### Work to do
Reproduce all the entries exactly and keep the pictures out.

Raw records
__________
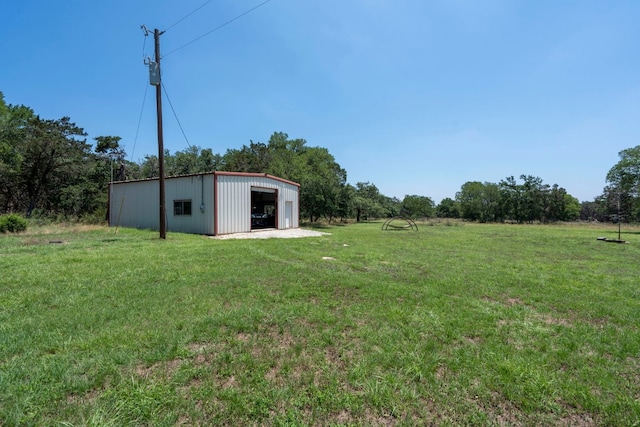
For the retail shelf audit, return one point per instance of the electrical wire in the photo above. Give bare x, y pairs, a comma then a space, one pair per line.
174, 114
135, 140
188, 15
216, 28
__________
### Task answer
For the retail shelf audit, return one point per instance of the electrical wire in the photo above. Give bare x, y pairs, a comma then a space, one pair per line.
174, 114
135, 140
188, 15
216, 28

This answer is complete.